Record extracts:
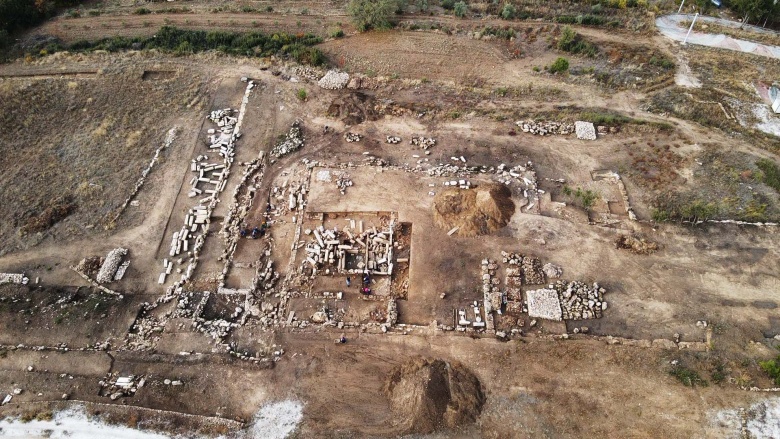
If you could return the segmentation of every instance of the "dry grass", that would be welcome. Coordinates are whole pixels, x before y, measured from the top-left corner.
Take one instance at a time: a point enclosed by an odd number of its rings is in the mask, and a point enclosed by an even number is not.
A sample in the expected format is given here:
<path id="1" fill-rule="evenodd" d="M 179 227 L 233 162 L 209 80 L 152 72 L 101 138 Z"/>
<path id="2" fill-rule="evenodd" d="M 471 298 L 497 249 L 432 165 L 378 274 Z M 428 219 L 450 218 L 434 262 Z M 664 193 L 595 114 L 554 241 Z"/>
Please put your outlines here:
<path id="1" fill-rule="evenodd" d="M 200 79 L 187 77 L 142 81 L 128 71 L 1 83 L 0 254 L 34 243 L 25 237 L 37 242 L 52 226 L 60 238 L 102 229 L 173 118 L 188 111 Z"/>

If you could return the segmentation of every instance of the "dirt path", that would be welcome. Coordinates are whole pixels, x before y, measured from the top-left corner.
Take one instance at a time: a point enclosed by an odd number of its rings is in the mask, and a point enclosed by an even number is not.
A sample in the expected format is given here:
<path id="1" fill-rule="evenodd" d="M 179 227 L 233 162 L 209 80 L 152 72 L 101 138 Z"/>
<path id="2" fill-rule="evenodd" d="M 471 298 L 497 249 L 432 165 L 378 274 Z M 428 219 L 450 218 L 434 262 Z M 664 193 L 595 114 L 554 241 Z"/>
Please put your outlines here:
<path id="1" fill-rule="evenodd" d="M 683 21 L 693 20 L 692 15 L 675 14 L 658 17 L 655 24 L 662 35 L 675 41 L 684 41 L 688 31 L 680 27 Z M 734 22 L 714 17 L 700 17 L 698 20 L 718 23 L 723 26 L 734 27 Z M 715 47 L 719 49 L 734 50 L 737 52 L 750 53 L 752 55 L 766 56 L 769 58 L 780 59 L 780 47 L 767 44 L 754 43 L 752 41 L 740 40 L 723 34 L 705 34 L 701 32 L 691 32 L 688 42 L 701 46 Z"/>

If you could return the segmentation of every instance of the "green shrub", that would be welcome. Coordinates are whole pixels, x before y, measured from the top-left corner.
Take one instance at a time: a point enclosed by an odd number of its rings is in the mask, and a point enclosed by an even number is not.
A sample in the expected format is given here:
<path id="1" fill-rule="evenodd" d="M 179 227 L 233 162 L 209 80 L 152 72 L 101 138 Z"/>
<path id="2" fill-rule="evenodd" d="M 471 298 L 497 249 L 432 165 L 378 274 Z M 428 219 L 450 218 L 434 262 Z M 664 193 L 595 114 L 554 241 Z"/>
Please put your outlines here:
<path id="1" fill-rule="evenodd" d="M 598 48 L 582 39 L 582 36 L 569 26 L 564 26 L 561 37 L 558 39 L 558 50 L 569 53 L 580 53 L 586 56 L 596 56 Z"/>
<path id="2" fill-rule="evenodd" d="M 463 18 L 466 16 L 466 12 L 468 12 L 468 6 L 466 6 L 465 2 L 460 1 L 455 3 L 453 10 L 455 11 L 456 17 Z"/>
<path id="3" fill-rule="evenodd" d="M 347 12 L 352 16 L 352 22 L 358 31 L 369 29 L 390 29 L 398 3 L 395 0 L 350 0 Z"/>
<path id="4" fill-rule="evenodd" d="M 674 61 L 666 58 L 657 58 L 655 56 L 650 58 L 650 64 L 664 70 L 671 70 L 675 67 Z"/>
<path id="5" fill-rule="evenodd" d="M 552 63 L 548 70 L 550 73 L 565 72 L 569 70 L 569 60 L 566 58 L 558 58 Z"/>
<path id="6" fill-rule="evenodd" d="M 503 9 L 501 9 L 501 18 L 504 20 L 511 20 L 517 16 L 517 9 L 512 3 L 504 3 Z"/>
<path id="7" fill-rule="evenodd" d="M 758 365 L 769 375 L 776 386 L 780 386 L 780 355 L 774 360 L 759 361 Z"/>
<path id="8" fill-rule="evenodd" d="M 777 163 L 769 159 L 759 159 L 756 162 L 756 166 L 763 174 L 760 180 L 767 186 L 780 192 L 780 167 L 777 166 Z"/>
<path id="9" fill-rule="evenodd" d="M 699 373 L 695 370 L 688 369 L 687 367 L 683 366 L 674 366 L 672 370 L 669 371 L 669 374 L 675 378 L 677 378 L 678 381 L 682 383 L 683 386 L 687 387 L 696 387 L 696 386 L 702 386 L 707 387 L 709 383 L 707 383 L 707 380 L 703 379 L 699 376 Z"/>

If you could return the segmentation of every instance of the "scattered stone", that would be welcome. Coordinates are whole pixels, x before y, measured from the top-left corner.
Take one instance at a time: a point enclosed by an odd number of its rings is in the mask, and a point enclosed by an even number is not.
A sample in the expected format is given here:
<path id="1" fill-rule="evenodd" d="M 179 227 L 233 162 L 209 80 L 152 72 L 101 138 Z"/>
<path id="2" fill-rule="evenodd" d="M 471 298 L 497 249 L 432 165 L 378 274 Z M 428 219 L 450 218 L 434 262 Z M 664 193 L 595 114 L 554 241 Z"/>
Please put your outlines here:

Task instructions: Render this listing as a numbered list with the blank lines dropped, and leave out the pictures.

The output:
1. If you could return the segmentation of every instance of the "dry grass", that would be welcome. Coordinates are whole pixels, x before y, measured from the top-left corner.
2. Take one instance at a time: a point enclosed by an odd number of its rings is in the mask, and a point enclosed by an even number is not.
3. A sample in the expected format is given here:
4. <path id="1" fill-rule="evenodd" d="M 179 227 L 233 162 L 209 80 L 152 72 L 101 138 Z"/>
5. <path id="2" fill-rule="evenodd" d="M 471 298 L 497 249 L 432 165 L 378 274 Z M 428 219 L 450 218 L 434 262 Z M 664 193 L 595 114 L 554 241 Z"/>
6. Please put your outlines here:
7. <path id="1" fill-rule="evenodd" d="M 200 79 L 187 77 L 142 81 L 128 71 L 1 83 L 0 254 L 34 243 L 25 237 L 37 242 L 52 226 L 60 238 L 102 229 L 173 118 L 188 111 Z"/>
8. If you could return the segmentation of every instance of the "dirt path", that would be welcome. Coordinates are whole pixels, x before y, measured from the top-left corner.
9. Take one instance at a time: a point enclosed by an odd number of its rings is in the mask, and a point enclosed by an even number is not.
10. A sample in the expected format is given here:
11. <path id="1" fill-rule="evenodd" d="M 179 227 L 233 162 L 209 80 L 152 72 L 101 138 Z"/>
12. <path id="2" fill-rule="evenodd" d="M 471 298 L 497 249 L 432 165 L 378 274 Z M 428 219 L 450 218 L 434 262 Z M 664 193 L 595 114 L 554 241 Z"/>
13. Please put your outlines here:
14. <path id="1" fill-rule="evenodd" d="M 683 21 L 693 20 L 692 15 L 675 14 L 658 17 L 655 24 L 662 35 L 675 41 L 684 41 L 688 31 L 680 27 Z M 734 22 L 714 17 L 700 17 L 698 20 L 718 23 L 723 26 L 734 27 Z M 715 47 L 719 49 L 734 50 L 737 52 L 750 53 L 752 55 L 766 56 L 769 58 L 780 59 L 780 47 L 767 44 L 754 43 L 752 41 L 740 40 L 723 34 L 705 34 L 701 32 L 691 32 L 688 42 L 701 46 Z"/>
15. If you could return the segmentation of every instance of the "green shrub", that would be welcome. Coordinates are whole pixels, x before y, measured from the top-left corner.
16. Take one instance at a time: a point enclosed by an odd number of its rings is in the mask, and a point enclosed by an even number is not.
17. A sample in the expected format is given here:
18. <path id="1" fill-rule="evenodd" d="M 179 227 L 233 162 L 209 80 L 152 72 L 101 138 Z"/>
19. <path id="2" fill-rule="evenodd" d="M 471 298 L 497 249 L 432 165 L 378 274 Z M 428 219 L 450 218 L 434 262 Z M 664 193 L 595 114 L 554 241 Z"/>
20. Please put your outlines here:
21. <path id="1" fill-rule="evenodd" d="M 598 48 L 582 39 L 582 36 L 569 26 L 564 26 L 561 37 L 558 39 L 558 50 L 569 53 L 580 53 L 586 56 L 596 56 Z"/>
22. <path id="2" fill-rule="evenodd" d="M 463 18 L 466 16 L 466 12 L 468 12 L 468 6 L 466 6 L 465 2 L 460 1 L 455 3 L 453 10 L 455 11 L 456 17 Z"/>
23. <path id="3" fill-rule="evenodd" d="M 347 12 L 352 16 L 352 22 L 358 31 L 369 29 L 390 29 L 398 3 L 395 0 L 350 0 Z"/>
24. <path id="4" fill-rule="evenodd" d="M 674 61 L 666 58 L 657 58 L 655 56 L 650 58 L 650 64 L 664 70 L 671 70 L 675 67 Z"/>
25. <path id="5" fill-rule="evenodd" d="M 552 63 L 548 70 L 550 73 L 565 72 L 569 70 L 569 60 L 566 58 L 558 58 Z"/>
26. <path id="6" fill-rule="evenodd" d="M 503 9 L 501 9 L 501 18 L 504 20 L 511 20 L 517 16 L 517 9 L 512 3 L 504 3 Z"/>
27. <path id="7" fill-rule="evenodd" d="M 758 365 L 769 375 L 776 386 L 780 386 L 780 355 L 774 360 L 759 361 Z"/>
28. <path id="8" fill-rule="evenodd" d="M 777 163 L 769 159 L 759 159 L 756 162 L 756 166 L 763 174 L 760 180 L 767 186 L 780 192 L 780 167 L 777 166 Z"/>
29. <path id="9" fill-rule="evenodd" d="M 699 373 L 695 370 L 688 369 L 687 367 L 683 366 L 674 366 L 672 370 L 669 371 L 669 374 L 675 378 L 677 378 L 678 381 L 682 383 L 683 386 L 687 387 L 696 387 L 696 386 L 702 386 L 707 387 L 709 383 L 707 383 L 707 380 L 703 379 L 699 376 Z"/>
30. If you could return the segmentation of every instance of the "scattered stone", that would be welcome. Coordinates are whole pixels, x before y, measured from the top-left corner.
31. Take one instance at a time: a point enclosed by an odd number of its rings is in the mask, and a point enclosed by an even number is not.
32. A sample in the expected format is given here:
33. <path id="1" fill-rule="evenodd" d="M 179 227 L 233 162 L 209 80 L 152 72 L 101 138 Z"/>
34. <path id="2" fill-rule="evenodd" d="M 471 298 L 497 249 L 432 165 L 378 274 Z M 428 219 L 450 218 L 434 262 Z M 664 193 L 595 114 L 554 241 Z"/>
35. Please put your outlines here:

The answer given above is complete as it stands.